Copy nothing from the entries below except the lines from the one containing "Where can the shrub" through the one containing "Where can the frayed", and copy those exactly.

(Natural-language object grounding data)
******************************
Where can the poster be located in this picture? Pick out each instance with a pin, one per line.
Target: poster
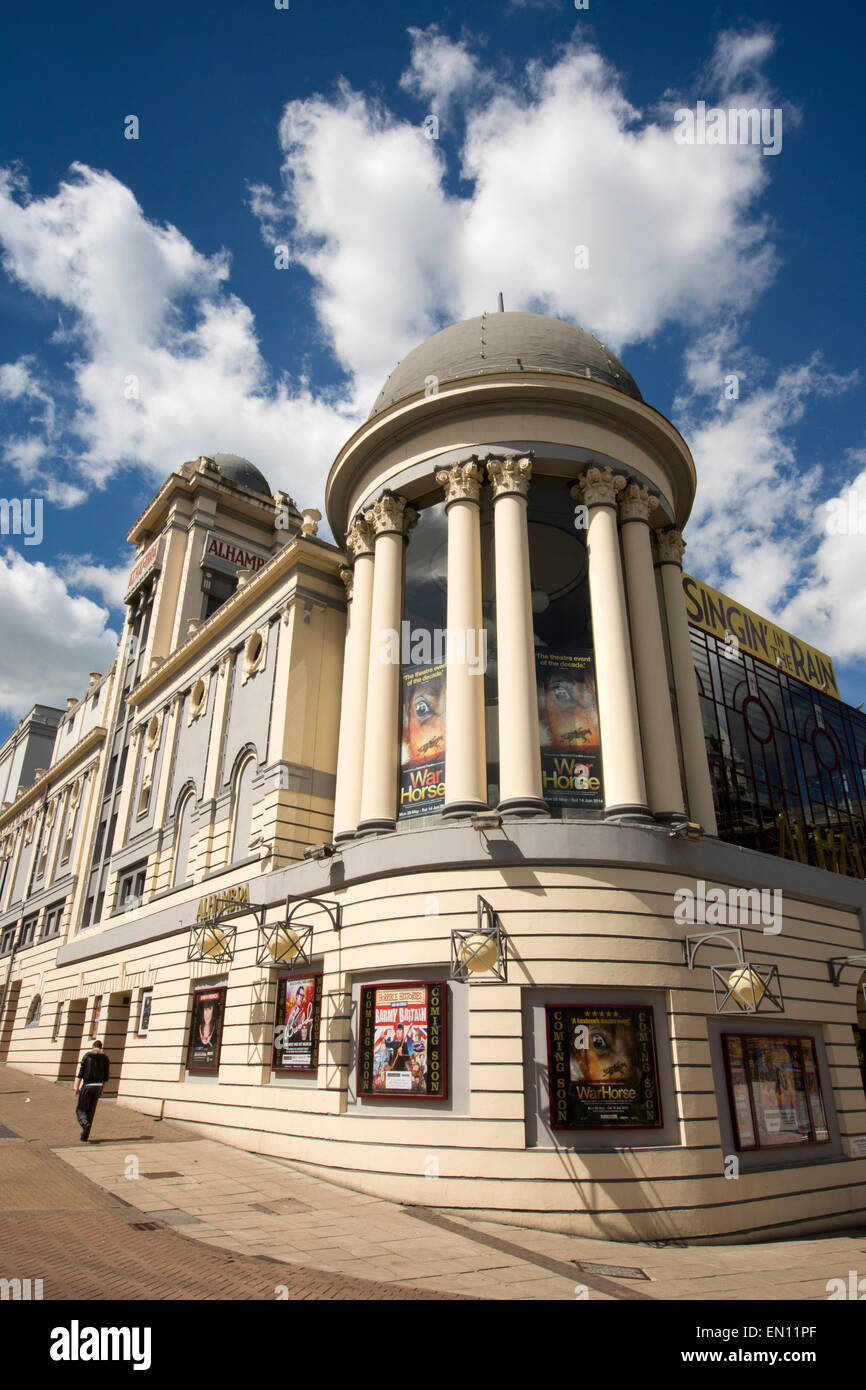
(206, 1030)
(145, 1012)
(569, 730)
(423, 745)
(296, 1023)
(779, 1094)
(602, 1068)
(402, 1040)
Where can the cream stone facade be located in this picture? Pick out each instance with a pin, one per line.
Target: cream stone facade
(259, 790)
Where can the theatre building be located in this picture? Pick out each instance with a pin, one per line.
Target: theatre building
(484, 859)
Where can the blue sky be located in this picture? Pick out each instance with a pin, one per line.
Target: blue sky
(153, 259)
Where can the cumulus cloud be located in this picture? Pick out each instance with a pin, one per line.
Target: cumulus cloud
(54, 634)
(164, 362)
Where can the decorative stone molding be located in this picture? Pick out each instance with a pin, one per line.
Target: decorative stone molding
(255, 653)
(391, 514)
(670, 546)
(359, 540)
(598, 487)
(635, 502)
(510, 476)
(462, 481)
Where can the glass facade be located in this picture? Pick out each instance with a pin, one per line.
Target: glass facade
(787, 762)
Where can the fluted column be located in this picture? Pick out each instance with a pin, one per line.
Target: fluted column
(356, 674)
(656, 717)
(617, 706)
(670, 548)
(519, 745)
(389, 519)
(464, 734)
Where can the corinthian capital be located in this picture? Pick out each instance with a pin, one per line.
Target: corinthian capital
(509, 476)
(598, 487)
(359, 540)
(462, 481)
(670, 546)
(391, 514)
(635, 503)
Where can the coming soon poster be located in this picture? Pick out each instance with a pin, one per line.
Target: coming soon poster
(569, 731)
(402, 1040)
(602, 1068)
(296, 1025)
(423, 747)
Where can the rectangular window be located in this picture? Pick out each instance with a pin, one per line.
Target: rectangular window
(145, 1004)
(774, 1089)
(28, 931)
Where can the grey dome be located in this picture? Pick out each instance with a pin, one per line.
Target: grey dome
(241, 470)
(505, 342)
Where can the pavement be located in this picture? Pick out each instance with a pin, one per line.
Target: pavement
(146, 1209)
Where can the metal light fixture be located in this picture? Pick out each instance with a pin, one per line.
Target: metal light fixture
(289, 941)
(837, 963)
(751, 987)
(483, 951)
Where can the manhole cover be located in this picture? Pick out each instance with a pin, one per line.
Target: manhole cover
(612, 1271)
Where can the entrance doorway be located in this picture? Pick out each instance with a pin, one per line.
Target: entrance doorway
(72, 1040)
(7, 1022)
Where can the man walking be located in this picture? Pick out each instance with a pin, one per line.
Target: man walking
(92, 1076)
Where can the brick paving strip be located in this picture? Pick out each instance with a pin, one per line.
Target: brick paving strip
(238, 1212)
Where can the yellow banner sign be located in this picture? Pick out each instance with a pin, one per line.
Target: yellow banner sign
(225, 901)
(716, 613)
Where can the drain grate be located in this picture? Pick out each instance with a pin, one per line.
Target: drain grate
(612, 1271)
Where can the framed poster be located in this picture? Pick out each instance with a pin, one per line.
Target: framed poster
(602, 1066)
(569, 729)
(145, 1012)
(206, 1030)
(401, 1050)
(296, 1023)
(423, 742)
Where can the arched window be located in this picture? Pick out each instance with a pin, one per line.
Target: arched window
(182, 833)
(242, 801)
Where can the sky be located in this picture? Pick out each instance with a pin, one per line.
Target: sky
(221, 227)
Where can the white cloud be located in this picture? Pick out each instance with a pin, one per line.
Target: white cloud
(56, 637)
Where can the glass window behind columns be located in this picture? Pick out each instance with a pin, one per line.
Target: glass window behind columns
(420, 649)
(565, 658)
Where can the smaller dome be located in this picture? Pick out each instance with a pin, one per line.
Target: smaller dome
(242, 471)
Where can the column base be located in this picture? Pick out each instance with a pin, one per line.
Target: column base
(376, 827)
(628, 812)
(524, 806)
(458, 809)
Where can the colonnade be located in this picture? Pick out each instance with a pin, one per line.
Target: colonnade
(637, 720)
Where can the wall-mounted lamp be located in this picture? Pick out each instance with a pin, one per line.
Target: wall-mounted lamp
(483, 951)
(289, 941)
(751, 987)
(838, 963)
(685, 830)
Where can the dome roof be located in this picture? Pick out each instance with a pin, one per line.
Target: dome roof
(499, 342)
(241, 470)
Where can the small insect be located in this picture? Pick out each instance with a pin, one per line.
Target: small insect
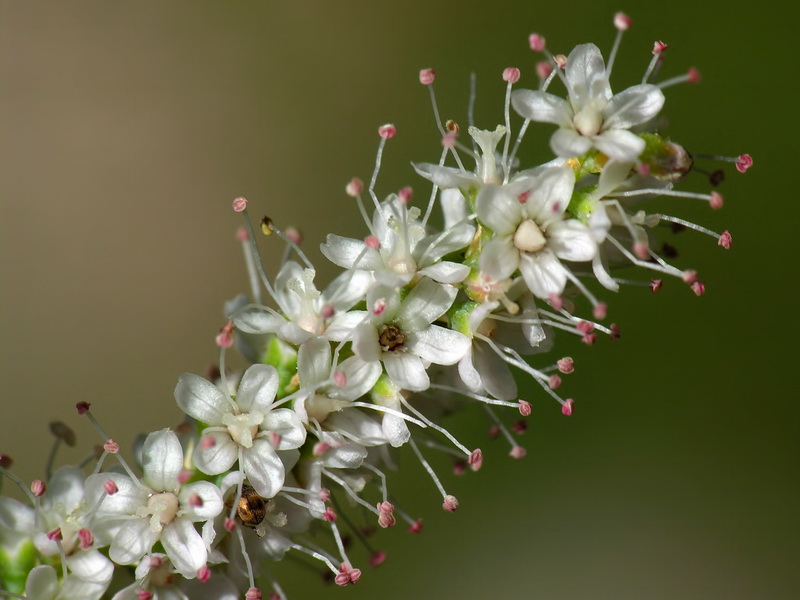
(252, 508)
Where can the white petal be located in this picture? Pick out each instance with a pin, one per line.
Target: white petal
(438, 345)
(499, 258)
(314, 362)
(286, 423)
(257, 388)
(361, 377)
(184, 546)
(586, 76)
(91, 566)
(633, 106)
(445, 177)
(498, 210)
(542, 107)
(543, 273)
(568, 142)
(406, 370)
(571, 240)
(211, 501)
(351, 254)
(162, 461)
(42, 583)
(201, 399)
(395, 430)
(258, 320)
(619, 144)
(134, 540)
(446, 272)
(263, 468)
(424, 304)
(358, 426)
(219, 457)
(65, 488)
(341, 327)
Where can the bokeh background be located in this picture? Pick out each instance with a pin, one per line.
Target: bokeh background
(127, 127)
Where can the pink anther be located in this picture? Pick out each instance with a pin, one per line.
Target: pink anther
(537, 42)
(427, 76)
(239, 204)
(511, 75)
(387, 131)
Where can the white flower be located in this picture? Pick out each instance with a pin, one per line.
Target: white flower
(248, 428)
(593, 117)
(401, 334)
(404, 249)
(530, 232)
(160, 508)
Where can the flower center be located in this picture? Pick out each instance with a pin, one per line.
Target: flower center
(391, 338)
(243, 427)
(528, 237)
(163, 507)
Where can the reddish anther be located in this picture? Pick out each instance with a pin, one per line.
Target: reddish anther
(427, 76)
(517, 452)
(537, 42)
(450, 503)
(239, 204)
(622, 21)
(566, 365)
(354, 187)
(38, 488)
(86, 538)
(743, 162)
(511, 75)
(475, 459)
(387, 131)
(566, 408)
******************************
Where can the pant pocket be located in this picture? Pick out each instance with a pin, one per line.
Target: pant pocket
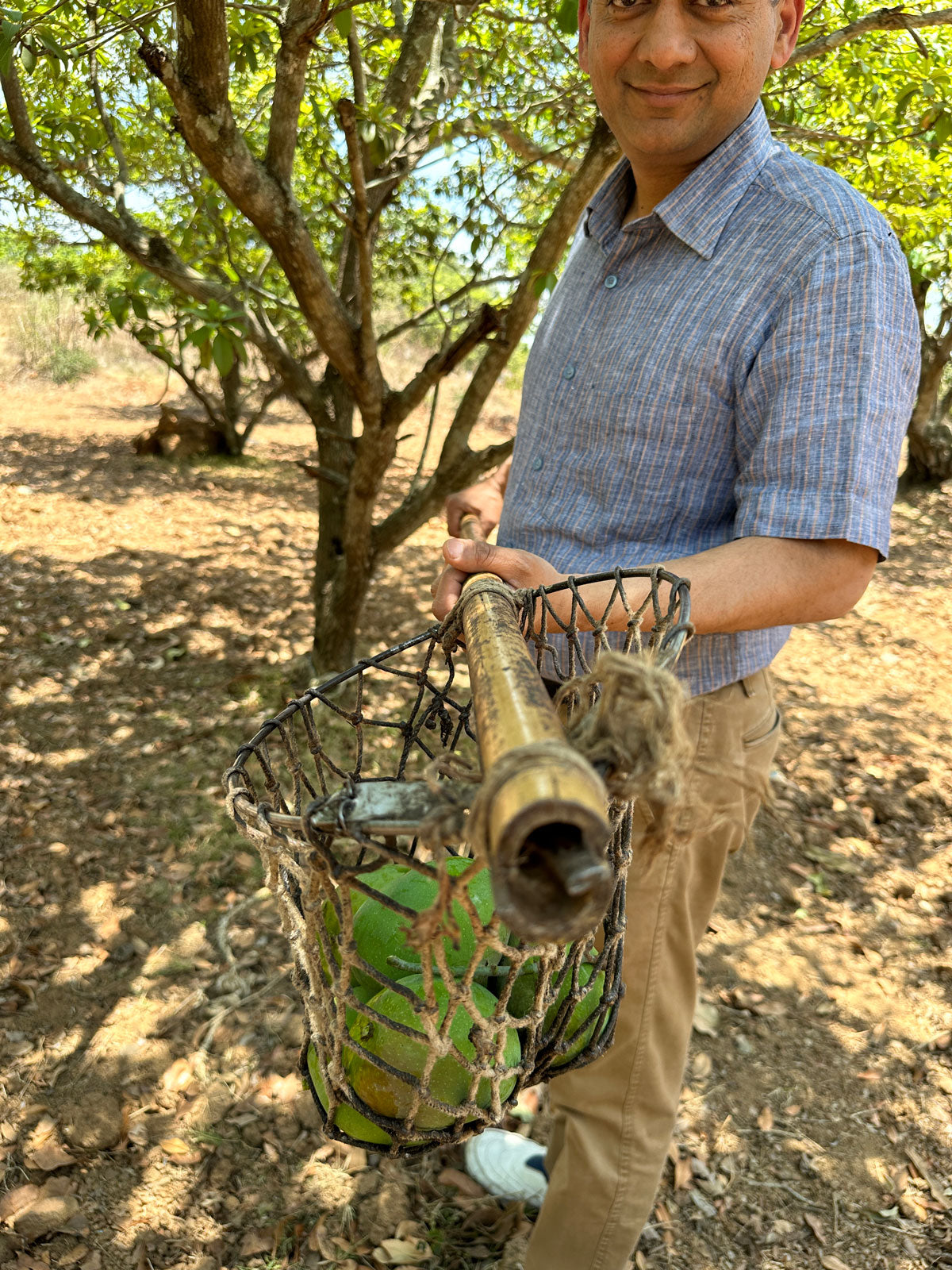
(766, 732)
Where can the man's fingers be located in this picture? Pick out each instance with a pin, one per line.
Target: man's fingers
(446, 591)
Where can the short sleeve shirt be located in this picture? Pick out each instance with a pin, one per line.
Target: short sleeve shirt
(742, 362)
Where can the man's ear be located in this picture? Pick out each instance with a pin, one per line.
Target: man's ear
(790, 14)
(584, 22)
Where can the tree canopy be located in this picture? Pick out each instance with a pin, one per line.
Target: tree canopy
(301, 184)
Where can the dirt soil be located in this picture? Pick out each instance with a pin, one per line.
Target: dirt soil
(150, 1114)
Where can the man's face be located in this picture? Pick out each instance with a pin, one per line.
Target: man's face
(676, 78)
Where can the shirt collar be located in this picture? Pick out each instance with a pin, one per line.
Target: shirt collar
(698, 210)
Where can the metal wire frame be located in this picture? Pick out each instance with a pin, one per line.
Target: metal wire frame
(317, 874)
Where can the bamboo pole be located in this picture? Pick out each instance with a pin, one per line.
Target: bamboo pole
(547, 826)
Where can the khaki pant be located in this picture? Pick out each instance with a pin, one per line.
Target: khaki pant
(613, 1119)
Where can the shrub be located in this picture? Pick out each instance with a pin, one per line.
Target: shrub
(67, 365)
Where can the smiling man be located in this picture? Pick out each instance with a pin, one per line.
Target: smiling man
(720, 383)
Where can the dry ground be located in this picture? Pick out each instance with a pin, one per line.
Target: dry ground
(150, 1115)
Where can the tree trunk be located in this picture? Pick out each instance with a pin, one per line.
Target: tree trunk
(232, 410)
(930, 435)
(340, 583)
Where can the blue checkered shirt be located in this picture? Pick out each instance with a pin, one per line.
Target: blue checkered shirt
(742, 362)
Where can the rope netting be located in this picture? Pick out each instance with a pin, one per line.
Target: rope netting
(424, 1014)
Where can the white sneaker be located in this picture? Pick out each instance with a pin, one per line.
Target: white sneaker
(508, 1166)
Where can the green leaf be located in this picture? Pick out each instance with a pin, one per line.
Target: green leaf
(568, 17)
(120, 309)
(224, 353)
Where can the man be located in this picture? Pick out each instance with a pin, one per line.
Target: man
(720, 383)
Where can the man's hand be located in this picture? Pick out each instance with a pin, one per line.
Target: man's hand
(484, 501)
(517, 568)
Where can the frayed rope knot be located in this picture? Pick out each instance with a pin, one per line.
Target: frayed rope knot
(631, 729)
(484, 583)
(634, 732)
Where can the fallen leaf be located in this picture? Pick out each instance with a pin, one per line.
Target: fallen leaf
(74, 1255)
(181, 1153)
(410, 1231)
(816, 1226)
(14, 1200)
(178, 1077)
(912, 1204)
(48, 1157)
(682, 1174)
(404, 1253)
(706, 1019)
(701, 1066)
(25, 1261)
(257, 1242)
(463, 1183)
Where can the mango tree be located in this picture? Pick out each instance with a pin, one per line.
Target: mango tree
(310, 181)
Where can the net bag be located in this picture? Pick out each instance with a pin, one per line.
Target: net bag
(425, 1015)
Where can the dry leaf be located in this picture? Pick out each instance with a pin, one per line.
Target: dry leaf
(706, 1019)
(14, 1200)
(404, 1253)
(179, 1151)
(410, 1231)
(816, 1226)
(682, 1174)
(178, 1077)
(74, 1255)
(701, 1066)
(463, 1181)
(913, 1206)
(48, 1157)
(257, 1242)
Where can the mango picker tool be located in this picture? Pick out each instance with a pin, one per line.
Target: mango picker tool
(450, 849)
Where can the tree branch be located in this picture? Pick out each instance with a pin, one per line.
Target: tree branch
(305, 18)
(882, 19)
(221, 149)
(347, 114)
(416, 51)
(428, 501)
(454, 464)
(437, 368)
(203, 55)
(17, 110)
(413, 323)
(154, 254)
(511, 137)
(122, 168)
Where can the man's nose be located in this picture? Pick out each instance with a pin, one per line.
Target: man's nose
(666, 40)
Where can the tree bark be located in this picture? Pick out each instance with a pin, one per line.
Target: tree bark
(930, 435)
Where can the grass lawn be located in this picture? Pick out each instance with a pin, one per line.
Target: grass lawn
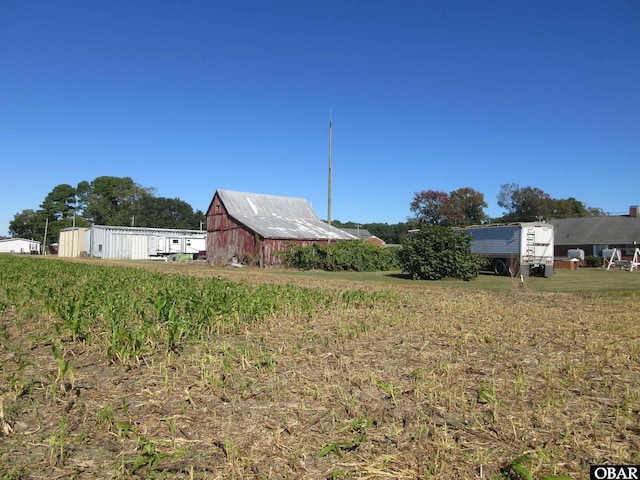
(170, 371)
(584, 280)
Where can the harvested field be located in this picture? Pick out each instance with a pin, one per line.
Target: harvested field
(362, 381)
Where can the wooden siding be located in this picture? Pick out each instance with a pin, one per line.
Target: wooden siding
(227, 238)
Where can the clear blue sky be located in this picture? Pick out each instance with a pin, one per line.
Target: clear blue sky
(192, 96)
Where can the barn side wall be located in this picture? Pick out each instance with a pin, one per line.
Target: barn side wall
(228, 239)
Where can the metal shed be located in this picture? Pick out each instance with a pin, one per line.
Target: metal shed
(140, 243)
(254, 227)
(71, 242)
******************************
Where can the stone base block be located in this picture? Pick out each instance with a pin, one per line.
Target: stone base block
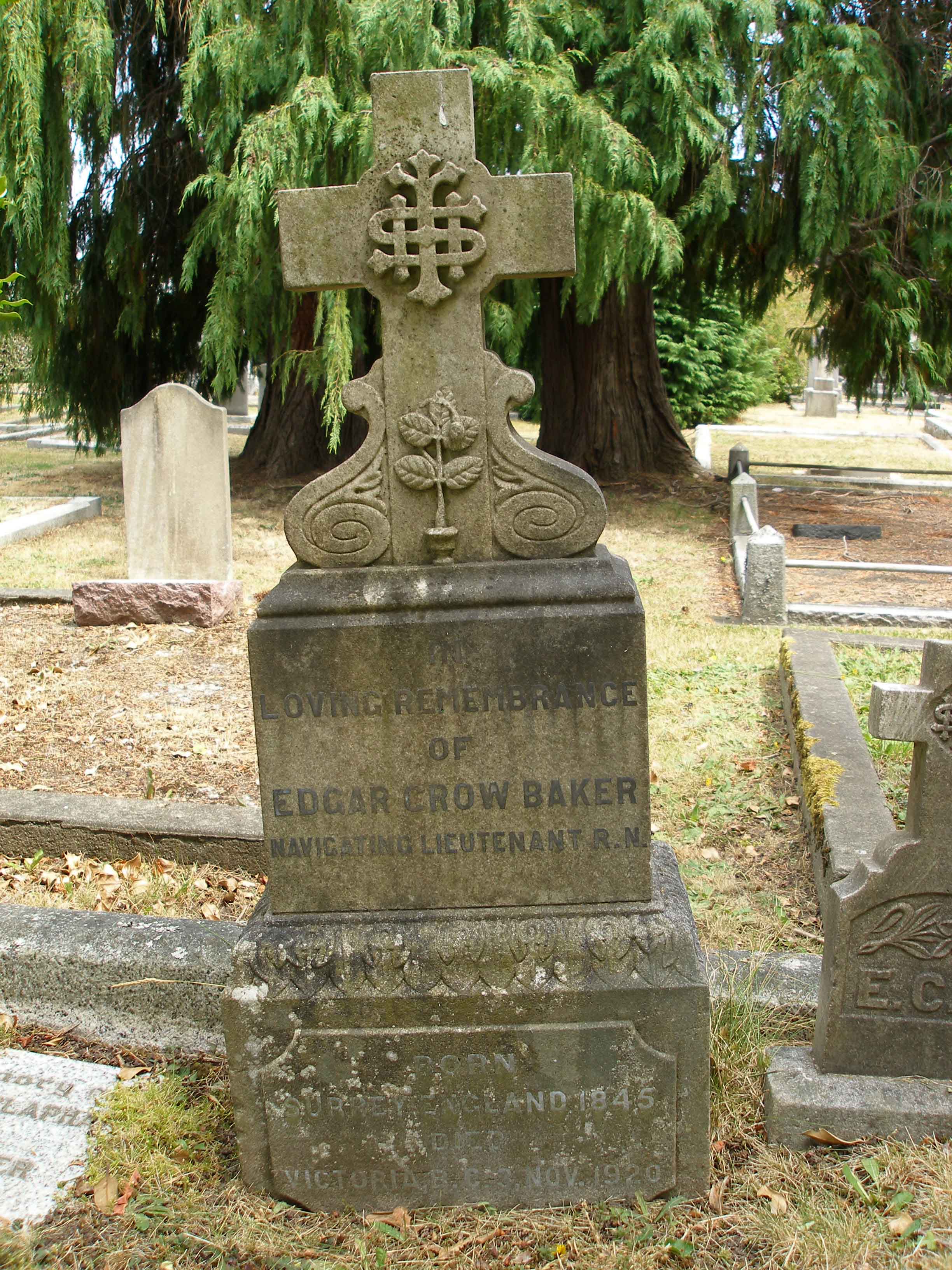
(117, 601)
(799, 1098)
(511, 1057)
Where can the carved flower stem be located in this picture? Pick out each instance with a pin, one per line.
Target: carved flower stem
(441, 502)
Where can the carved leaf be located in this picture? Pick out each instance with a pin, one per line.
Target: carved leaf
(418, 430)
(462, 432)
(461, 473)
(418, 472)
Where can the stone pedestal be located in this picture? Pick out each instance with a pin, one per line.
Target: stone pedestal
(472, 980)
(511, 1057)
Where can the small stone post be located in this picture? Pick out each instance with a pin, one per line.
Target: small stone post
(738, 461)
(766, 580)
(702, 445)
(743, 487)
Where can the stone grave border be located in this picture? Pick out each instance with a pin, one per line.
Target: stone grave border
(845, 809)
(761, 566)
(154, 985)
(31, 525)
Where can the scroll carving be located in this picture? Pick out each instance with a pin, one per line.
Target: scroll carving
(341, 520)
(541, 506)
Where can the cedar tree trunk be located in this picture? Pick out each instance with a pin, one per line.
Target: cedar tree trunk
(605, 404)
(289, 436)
******************************
(Written solution)
Where can the shrub be located in this picture? Pick out each instance with a pin, one per line.
Target: shrub
(67, 365)
Where can the smiling man be located in this picture? Pick out each instance with a pin, one per line.
Target: smiling man
(720, 383)
Where can the dry ground be located in this picture? Pick out each instance with a pin, one per line.
Target: dry ground
(150, 1115)
Where can the tree trunk be located in this picture? Pick out each instance with a pin, one per line.
Target: tree trunk
(232, 410)
(930, 435)
(340, 583)
Where can the blue checkered shirt be located in this picture? Pick out each instance with a pin, one per line.
Target: blue checkered shirt
(742, 362)
Where can the rope netting be located in this picture? Pick out each instance with a pin, one per line.
Target: rope netting
(424, 1014)
Where can the white sneaker be located in this picture? Pick out each instance with a pin, one per line.
Target: white sneaker
(508, 1166)
Where can the green leaf be located in this picture? Pick out each instance with a pin, one per line.
Target: green leaf
(568, 17)
(120, 309)
(224, 353)
Where can the man be located in this picture? Pick out each instance with a pin, one per line.
Target: man
(720, 383)
Where can the man's hand be located in this picture? Pick out each instance with a pin, one per line.
Target: man's hand
(484, 501)
(517, 568)
Where can the frayed rope knot be located in this picture? Pick out each instance with a pin, one per line.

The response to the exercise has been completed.